INSTRUCTIONS TO FOLLOW: Begin at the line that has "point: the barometer" and stop at the end of the records. Write those lines out again, requests included, and shift every coordinate in the answers by adding 10.
::: DATA PROVIDED :::
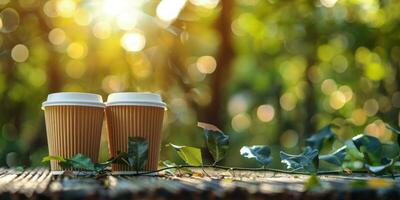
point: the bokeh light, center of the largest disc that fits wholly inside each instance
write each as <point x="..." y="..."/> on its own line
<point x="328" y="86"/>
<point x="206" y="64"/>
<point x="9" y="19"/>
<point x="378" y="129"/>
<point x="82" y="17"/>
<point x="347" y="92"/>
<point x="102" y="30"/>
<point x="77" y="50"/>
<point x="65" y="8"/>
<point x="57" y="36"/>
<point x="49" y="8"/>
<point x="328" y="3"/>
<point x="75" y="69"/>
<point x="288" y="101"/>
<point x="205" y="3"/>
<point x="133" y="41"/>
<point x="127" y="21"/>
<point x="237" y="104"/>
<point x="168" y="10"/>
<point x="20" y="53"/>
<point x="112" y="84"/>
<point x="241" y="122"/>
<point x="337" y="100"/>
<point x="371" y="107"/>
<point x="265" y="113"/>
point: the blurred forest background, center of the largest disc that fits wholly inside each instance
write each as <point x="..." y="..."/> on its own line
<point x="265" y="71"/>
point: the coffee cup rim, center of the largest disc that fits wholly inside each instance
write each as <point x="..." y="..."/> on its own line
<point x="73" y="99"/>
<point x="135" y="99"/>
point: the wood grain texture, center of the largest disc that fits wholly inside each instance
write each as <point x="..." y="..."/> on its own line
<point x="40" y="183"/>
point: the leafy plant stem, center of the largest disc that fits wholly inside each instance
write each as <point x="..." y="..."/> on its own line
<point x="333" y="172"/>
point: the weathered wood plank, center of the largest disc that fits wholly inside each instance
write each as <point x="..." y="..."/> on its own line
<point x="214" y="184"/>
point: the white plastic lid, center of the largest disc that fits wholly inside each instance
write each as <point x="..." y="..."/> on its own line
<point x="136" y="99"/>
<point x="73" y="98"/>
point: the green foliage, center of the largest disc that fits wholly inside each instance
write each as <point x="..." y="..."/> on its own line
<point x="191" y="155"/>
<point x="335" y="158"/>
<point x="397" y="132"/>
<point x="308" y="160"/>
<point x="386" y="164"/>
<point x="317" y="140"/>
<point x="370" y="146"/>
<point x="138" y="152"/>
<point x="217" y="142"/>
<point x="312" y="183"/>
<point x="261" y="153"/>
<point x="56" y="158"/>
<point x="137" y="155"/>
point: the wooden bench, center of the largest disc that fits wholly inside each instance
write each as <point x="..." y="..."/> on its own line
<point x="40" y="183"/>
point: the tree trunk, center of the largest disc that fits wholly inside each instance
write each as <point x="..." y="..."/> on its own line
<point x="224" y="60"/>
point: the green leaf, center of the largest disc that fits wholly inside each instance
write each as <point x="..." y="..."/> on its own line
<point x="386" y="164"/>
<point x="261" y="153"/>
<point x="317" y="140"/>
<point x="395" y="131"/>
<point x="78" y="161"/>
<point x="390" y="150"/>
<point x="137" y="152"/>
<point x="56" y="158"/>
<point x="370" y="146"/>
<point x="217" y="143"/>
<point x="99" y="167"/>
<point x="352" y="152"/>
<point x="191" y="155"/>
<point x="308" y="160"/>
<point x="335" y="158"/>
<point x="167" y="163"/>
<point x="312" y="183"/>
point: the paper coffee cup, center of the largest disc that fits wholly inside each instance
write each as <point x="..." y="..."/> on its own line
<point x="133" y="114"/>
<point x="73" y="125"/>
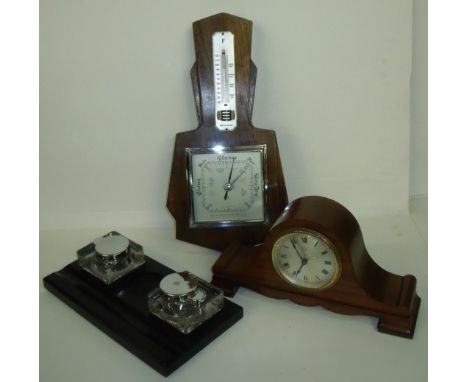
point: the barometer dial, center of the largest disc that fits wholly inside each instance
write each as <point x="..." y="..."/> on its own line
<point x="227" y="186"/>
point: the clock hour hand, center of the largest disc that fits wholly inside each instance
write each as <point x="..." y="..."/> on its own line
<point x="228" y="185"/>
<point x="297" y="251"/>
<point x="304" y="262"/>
:::
TASK OUTPUT:
point: the barometer dial, center of the largest disc that fits wholly inside each instance
write each as <point x="..." y="..."/> on its own line
<point x="237" y="196"/>
point: the clock hour hand, center of the largest disc that fits wholly inside each instance
write each as <point x="..." y="..."/> on its own line
<point x="238" y="195"/>
<point x="307" y="261"/>
<point x="314" y="272"/>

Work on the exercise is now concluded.